STATED PROBLEM: Give every entry again, word for word.

(Stored items)
* start *
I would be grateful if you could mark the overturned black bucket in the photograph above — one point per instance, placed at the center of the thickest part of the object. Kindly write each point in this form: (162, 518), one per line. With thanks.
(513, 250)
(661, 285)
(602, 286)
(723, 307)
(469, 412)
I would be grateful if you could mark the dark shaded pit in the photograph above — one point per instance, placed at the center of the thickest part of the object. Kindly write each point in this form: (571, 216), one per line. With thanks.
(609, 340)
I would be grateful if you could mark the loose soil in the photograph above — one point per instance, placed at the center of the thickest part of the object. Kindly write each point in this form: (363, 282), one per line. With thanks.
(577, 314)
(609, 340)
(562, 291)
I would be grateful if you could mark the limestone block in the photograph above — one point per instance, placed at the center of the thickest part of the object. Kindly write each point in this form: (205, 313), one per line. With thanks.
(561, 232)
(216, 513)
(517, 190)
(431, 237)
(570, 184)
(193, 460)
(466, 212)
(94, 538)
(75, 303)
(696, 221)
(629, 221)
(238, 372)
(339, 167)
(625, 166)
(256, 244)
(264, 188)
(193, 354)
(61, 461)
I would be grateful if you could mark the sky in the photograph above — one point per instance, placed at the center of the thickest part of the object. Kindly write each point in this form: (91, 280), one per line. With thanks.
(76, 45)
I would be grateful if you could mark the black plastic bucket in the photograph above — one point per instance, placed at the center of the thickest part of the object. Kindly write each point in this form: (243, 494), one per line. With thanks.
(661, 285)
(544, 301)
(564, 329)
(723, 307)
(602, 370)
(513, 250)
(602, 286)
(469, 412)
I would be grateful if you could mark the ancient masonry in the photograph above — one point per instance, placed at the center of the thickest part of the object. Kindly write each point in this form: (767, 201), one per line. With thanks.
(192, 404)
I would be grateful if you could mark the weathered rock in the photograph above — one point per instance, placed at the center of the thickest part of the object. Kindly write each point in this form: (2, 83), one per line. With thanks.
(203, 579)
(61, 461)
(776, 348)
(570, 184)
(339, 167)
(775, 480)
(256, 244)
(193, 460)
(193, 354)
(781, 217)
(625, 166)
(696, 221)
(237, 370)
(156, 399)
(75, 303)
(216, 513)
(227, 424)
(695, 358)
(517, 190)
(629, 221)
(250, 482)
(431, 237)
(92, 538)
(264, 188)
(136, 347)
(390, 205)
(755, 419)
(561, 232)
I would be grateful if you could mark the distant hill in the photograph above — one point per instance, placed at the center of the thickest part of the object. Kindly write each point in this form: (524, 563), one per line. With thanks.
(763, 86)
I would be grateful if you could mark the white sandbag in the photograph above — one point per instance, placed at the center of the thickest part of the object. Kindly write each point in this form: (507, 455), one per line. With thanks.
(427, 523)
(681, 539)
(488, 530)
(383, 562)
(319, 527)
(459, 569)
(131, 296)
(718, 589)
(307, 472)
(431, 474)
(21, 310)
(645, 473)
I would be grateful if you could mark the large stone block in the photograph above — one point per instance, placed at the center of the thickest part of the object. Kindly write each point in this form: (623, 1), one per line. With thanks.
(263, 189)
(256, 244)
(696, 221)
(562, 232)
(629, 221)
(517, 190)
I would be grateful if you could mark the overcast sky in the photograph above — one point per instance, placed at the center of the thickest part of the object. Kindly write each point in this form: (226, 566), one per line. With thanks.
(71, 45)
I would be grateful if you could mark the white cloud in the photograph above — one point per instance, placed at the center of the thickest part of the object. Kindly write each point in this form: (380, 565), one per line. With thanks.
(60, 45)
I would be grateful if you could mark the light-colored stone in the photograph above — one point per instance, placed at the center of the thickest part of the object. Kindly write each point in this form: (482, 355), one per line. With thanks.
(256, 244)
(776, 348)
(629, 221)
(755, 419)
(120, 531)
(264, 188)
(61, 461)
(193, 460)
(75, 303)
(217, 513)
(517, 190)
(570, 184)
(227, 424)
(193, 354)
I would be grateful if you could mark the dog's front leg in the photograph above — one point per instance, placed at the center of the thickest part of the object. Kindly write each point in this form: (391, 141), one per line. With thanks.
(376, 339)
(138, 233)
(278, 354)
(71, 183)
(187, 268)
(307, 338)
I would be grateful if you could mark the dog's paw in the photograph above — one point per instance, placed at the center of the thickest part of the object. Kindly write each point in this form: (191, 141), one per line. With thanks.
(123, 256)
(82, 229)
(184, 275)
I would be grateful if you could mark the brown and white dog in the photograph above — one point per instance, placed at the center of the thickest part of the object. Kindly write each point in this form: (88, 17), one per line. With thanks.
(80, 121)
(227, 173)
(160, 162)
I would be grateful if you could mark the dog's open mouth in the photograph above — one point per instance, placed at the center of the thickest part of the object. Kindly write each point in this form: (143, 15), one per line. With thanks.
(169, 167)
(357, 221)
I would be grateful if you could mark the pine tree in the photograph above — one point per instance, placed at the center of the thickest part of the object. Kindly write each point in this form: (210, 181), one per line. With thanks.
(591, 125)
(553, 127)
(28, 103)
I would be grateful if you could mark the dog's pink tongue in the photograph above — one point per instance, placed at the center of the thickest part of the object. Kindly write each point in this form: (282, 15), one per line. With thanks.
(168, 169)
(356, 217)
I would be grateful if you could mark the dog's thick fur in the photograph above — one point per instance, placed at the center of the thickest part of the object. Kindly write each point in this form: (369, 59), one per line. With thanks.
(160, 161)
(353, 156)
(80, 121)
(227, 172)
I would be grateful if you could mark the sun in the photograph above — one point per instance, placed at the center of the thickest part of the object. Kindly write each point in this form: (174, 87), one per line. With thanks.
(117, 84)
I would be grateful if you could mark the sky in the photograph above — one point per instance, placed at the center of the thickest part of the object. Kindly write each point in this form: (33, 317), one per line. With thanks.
* end *
RESPONSE:
I would be grateful if you could mark the overturned black bucket in the photograph above — one point per instance, placed at the center of the thickest part of the object. Kindly write each point in this form: (162, 518), one per line. With thanks.
(513, 250)
(661, 285)
(602, 286)
(723, 307)
(469, 412)
I would be grateful if you could mark the dark shaded pit in the photograph above — one point per instance, placed at the center of the thickest part of the object. Kindly write each point in this form: (571, 216), one per line. With thanks.
(609, 340)
I would be grateful if you could mark the loose soil in the photograph above — one point per instance, placed at the center of the thickest part of the object. Kindly write each point in this form: (363, 282), one per line. With thanks.
(577, 314)
(609, 340)
(562, 291)
I would be grateful if you could mark the limestone block in the photograph above — one point per instance, placed at the center of the thickest part of the object. Kindly write each point in this form: (205, 313), one per line. With thanks.
(561, 232)
(216, 513)
(517, 190)
(431, 237)
(570, 184)
(193, 460)
(466, 212)
(94, 538)
(75, 303)
(696, 221)
(629, 221)
(238, 372)
(339, 167)
(625, 166)
(256, 244)
(264, 188)
(193, 354)
(61, 461)
I would be grateful if you could mark the sky in the photograph above — one point per instance, placed at the center of the thickest part of the object. Kindly write each point in this form: (91, 280), one per line. With thanks.
(76, 45)
I would be grateful if you could mark the black plastic bucket in the photograph above — one point per instance, placed at the center of the thickest part of the object. Kindly write each point in this form: (243, 494), one per line. With thanks.
(661, 285)
(544, 301)
(564, 329)
(723, 307)
(602, 370)
(513, 250)
(602, 286)
(469, 412)
I would be grateful if you could mark the ancient masonry in the photograph above — one point per instance, placed at the center of the thickest part of the object. Kindly write each point in this form: (767, 201), one per line. With thanks.
(192, 404)
I would be grateful if you could mark the weathered rock in the photograph above — one point per instance, placed at the center of the thickest part of the object. Kindly write each point in this form: (2, 83), one per line. With thanks.
(203, 579)
(61, 461)
(776, 348)
(570, 184)
(339, 167)
(775, 480)
(256, 244)
(193, 460)
(193, 354)
(781, 217)
(625, 166)
(696, 221)
(237, 370)
(156, 399)
(75, 303)
(216, 513)
(227, 424)
(695, 358)
(517, 190)
(629, 221)
(250, 482)
(431, 237)
(92, 538)
(264, 188)
(136, 347)
(390, 205)
(755, 419)
(561, 232)
I would be grateful if you could mark the distant hill in the photograph above — one point per instance, placed at the center of the thickest part of the object. Kindly write each point in this form: (524, 563), one per line. With thanks.
(763, 86)
I would be grateful if you could mark the white sandbag in the photograph above — one point per instance, placed at the center of the thickest part of the object. Kindly write each point in this form: (507, 455), one per line. With thanks.
(427, 523)
(681, 539)
(488, 530)
(383, 562)
(319, 527)
(459, 569)
(131, 296)
(718, 589)
(307, 472)
(431, 474)
(21, 310)
(645, 473)
I would be grateful if you could mark the large stone block in the photograph above — one point per instance, placed at the center of the thickest part of the object. Kindly write each point in this form: (623, 1), one per line. With thanks.
(263, 189)
(256, 244)
(696, 221)
(562, 232)
(629, 221)
(517, 190)
I would be grateful if you could mark the overcast sky in the photograph above — one point per instance, placed at the center of the thickest part of the object. Kindly write each point in this form: (226, 566), one per line. With thanks.
(71, 45)
I would be grateful if you could mark the white cloud in the photograph above — one point per instance, placed at the center of the thickest part of the object. Kindly write each point in this form: (380, 565), one per line. With thanks.
(60, 45)
I would be grateful if you could mark the light-colored stone in the photograph above — one point per instance, placed at the center of the thickest part of the object. Kindly write each point in this form: (482, 355), one per line. With thanks.
(256, 244)
(776, 348)
(629, 221)
(755, 419)
(120, 531)
(264, 188)
(61, 461)
(193, 460)
(75, 303)
(217, 513)
(517, 190)
(570, 184)
(227, 424)
(193, 354)
I would be grateful if you could mark the dog's front leg in the photograph above — one point per instance, placed at the center of the thickest part of the object. Kindly write each point in this form: (391, 141), one per line. With thanks.
(376, 339)
(138, 233)
(278, 354)
(71, 183)
(187, 268)
(307, 338)
I would be grateful if you could mark the dog's paw in the photograph above — one point per instance, placed at the center of the thickest part of the object. Kindly write each point in this form: (191, 141), one per line. With thanks.
(123, 256)
(82, 229)
(184, 275)
I would be grateful if you could mark the brown and white dog in the photograph above — one point per instance, placed at the center of the thickest part of the object. Kindly write each point in this form: (88, 17), one per line. With thanks.
(80, 121)
(227, 173)
(160, 162)
I would be grateful if you could mark the dog's open mouth in the photograph above — one point per instance, placed at the center of the thickest part of the object. Kindly write each point in this form: (143, 15), one per line. With thanks.
(169, 167)
(357, 221)
I would be grateful if you could mark the pine tree in the photograph above — one point per instance, placed at the center of the thickest part of the object. Kindly write each point in this form: (210, 181), one per line. With thanks.
(591, 125)
(553, 127)
(28, 103)
I would be grateful if you could mark the dog's pink tongue in the photograph above — one point per instance, placed at the center of the thickest part of the object. Kindly write each point in this form: (282, 15), one per line. With thanks.
(168, 169)
(356, 217)
I would be grateful if you could mark the dog's thick fur in the photograph above — one point per instance, placed at the center of the thickest part of the object. Kindly write each point in this form: (369, 59), one per line. With thanks.
(160, 161)
(353, 156)
(80, 121)
(227, 172)
I would be grateful if you could mark the sun in the photograph above — one point per instance, placed at the center of the thickest part of the object. Kindly write each point in this form: (174, 87), one per line. With thanks.
(117, 84)
I would be grateful if you could mark the sky in the photograph above — one point per instance, placed at the center of the thickest part of the object. Kindly write each point in this form: (33, 317), one per line. With thanks.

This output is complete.